### [Stated problem]
Quote all lines below exactly. Images stay out.

++++ Records for this task ++++

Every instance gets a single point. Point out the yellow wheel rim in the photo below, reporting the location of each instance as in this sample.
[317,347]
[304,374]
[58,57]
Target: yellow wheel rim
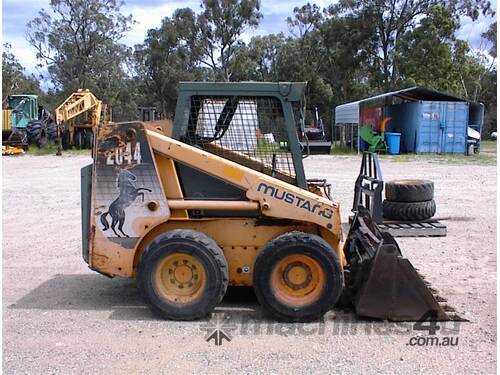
[180,278]
[298,280]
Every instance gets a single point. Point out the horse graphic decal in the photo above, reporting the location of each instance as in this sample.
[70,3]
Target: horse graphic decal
[128,194]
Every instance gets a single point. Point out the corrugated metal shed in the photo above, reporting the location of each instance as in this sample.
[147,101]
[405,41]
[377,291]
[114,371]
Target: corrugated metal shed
[349,113]
[428,120]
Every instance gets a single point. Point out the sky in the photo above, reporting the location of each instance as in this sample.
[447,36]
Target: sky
[148,14]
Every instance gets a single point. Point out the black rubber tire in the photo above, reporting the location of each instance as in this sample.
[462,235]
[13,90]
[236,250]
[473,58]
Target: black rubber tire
[409,190]
[52,131]
[409,211]
[65,139]
[37,133]
[297,243]
[207,252]
[79,141]
[88,139]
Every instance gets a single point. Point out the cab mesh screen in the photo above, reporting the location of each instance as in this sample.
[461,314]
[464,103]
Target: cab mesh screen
[248,130]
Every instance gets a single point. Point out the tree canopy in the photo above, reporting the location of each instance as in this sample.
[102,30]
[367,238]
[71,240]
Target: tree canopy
[345,51]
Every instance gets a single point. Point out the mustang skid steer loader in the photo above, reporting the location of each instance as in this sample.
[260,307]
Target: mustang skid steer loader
[221,198]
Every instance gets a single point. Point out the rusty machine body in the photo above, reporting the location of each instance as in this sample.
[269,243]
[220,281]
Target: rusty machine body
[221,198]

++++

### [The output]
Every instance gets a single point. Point out the yellow wheel rim in the photo below, reporting the location of each instance as in this sample.
[317,347]
[304,374]
[58,57]
Target: yellow wheel rim
[180,278]
[298,280]
Every instance gets a single point. Point out the horse graphic decal in the photo above, reporting the location of each instance as in this sample.
[70,3]
Target: horse graphic decal
[128,194]
Every instance gets a single point. Point out the corrugated metal shed in the photo above, reporting the location of each instance as in this sample.
[147,101]
[405,41]
[377,291]
[114,371]
Target: corrugated metal shed
[349,113]
[428,120]
Every instance gets a single point. Point out the sky in the photo above, reporting the location of each instance as in this sample.
[447,36]
Target: sky
[148,14]
Every instance gets a single point. Point out the black rubber tire in the photo above, reporting the location of each instance as in this sample.
[462,235]
[13,90]
[236,250]
[473,58]
Target: black rubber tire
[409,190]
[52,131]
[409,211]
[65,139]
[37,133]
[297,243]
[207,252]
[79,141]
[88,139]
Every instance gets a single point. Point out the cab mesh screen in the photo above, reporting the location of each instance as in this sample.
[461,314]
[464,103]
Target: cab mesh screen
[248,130]
Every instance gets a single point. Point out the tree canopy in the photo above, reporting the location of each instance as in this sample.
[102,30]
[367,238]
[71,240]
Target: tree canopy
[345,51]
Every instance gets a single point. Point out the mustang skid steer loader in the photo above, reporting the location of each instance as in this sample.
[260,307]
Target: mustang skid steer loader
[221,198]
Every instance gets a single point. Point out the rusty machine body in the photo above, reporting the location of each instance as in this sample.
[269,243]
[220,281]
Target: rusty machine body
[221,198]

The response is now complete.